**Work instructions**: Exactly reproduce the line that contains "Indicate the black protective" and all lines after it in the entries below, through the very last line.

**Supplied information**:

◆ ◆ ◆ ◆ ◆

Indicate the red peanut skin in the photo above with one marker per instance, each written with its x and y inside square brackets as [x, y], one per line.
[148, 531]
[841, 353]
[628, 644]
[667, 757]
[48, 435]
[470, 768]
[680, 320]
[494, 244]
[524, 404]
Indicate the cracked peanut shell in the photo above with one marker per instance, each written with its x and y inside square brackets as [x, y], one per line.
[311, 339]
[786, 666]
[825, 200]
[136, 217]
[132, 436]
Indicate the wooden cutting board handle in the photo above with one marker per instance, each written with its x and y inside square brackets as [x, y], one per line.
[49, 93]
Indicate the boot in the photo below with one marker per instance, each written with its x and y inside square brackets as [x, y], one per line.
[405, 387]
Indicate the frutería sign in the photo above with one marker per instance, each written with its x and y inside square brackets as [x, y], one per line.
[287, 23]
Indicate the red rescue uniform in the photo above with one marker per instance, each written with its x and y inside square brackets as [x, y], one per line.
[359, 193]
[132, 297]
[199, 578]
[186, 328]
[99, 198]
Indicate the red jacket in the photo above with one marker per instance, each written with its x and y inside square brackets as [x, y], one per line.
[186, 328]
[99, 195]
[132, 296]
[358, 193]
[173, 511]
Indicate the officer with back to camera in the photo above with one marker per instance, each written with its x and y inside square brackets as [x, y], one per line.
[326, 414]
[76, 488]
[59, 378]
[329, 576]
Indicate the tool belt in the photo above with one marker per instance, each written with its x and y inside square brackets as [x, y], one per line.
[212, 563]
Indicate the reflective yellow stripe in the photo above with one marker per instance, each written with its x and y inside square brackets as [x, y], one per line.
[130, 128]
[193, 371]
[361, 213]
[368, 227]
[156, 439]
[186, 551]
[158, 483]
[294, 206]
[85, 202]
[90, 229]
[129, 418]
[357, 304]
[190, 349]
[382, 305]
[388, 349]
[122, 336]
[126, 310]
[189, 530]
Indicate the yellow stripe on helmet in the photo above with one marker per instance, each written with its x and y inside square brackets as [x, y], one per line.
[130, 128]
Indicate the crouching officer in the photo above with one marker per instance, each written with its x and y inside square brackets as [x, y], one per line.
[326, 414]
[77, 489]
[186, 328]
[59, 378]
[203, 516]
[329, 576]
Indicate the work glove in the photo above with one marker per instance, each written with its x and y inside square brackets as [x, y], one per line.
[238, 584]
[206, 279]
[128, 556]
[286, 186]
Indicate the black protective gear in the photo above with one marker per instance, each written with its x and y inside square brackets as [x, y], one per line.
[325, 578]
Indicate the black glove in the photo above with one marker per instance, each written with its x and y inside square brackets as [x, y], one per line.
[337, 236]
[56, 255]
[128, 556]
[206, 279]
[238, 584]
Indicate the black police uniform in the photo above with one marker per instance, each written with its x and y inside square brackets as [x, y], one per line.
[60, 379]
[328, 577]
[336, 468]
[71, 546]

◆ ◆ ◆ ◆ ◆

**Output**:
Indicate the black protective gear in the photo above with one marker per instance, each written with its x and y inside square brackets as [x, y], one per line.
[325, 578]
Indicate the black glove in the photo above with one marker per instance, each written with its x and y inside square brackets as [x, y], one per line.
[337, 236]
[56, 255]
[128, 556]
[206, 279]
[238, 584]
Indicate the black police uniform in the photo above with one marker per instance, each written with its x and y inside square brackets as [x, y], one per line.
[60, 379]
[328, 577]
[336, 468]
[71, 546]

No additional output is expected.